- Extract to read:
☆ ☆ ☆
# Forum > Gaming > Roleplaying Games > D&D 5e/Next > Rules Q&A Rules Question

## FabulousFizban

Say I multiclass, can my Holy Symbol and my Arcane Focus be the same object?

----------


## PhoenixPhyre

> Say I multiclass, can my Holy Symbol and my Arcane Focus be the same object?


Generally not--there are lists of what counts as each one and I don't think they have any overlap.

----------


## RogueJK

RAW, no.  There's really no overlap between the items allowed for a holy symbol (amulet, emblem, or reliquary) and those allowed for an arcane focus (staff, wand, orb, rod, or crystal).

But a holy symbol can be emblazoned on a shield.  So you could wield your holy symbol (shield) in one hand and an arcane focus in the other.


And your DM might be willing to make an exception.  Especially if, for example, you're a cleric of the God of Arcane Magic.

----------


## sithlordnergal

You need separate foci for Arcane and Divine spells. The only exception is if the spell you're casting appears on both spell lists, and you're of the level to cast it from both spell lists. For example, Protection from Evil and Good is on the Cleric and Wizard spell list. You could use your Divine Focus to cast it, and just claim you were using the Cleric version of the spell.

----------


## Lord Vukodlak

Well an arcane focus has to be specially made and held in the hand, the holy symbol just needs to be presented. So the holy symbol could be painted onto the arcane focus in theory, it could also dangle next to it like a keychain. It could be sewn into your robes, on a shield. Hell you could wear it on your hat. 
Even if it can't be the same object, its not hard to present both at the same time.
☆ ☆ ☆
- Stated task 1:
From the thread on holy symbols and arcane foci, write out the part that opens with the words containing "Well an arcane" and closes with "on your hat.".
☆ ☆ ☆
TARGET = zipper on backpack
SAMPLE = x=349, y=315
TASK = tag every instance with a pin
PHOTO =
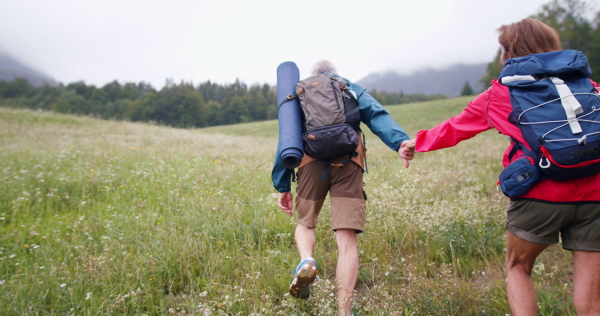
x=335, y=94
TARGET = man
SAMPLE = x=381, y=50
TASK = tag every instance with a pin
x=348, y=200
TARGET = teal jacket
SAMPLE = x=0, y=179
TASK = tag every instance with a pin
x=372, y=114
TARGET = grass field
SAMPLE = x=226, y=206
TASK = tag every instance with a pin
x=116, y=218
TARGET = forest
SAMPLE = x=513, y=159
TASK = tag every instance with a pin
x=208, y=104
☆ ☆ ☆
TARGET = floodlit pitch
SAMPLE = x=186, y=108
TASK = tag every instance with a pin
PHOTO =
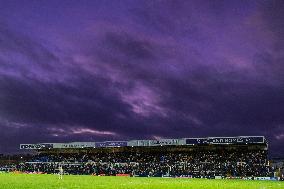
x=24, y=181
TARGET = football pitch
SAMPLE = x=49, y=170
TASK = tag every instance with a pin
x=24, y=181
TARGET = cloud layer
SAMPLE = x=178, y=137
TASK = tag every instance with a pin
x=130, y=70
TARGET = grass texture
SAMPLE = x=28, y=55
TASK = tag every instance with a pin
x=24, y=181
☆ ☆ ☆
- Stated task 2:
State how many lines of the rows above contain the string "SAMPLE", giving only the number.

- Task output 1:
Well an arcane focus has to be specially made and held in the hand, the holy symbol just needs to be presented. So the holy symbol could be painted onto the arcane focus in theory, it could also dangle next to it like a keychain. It could be sewn into your robes, on a shield. Hell you could wear it on your hat.

- Task output 2:
9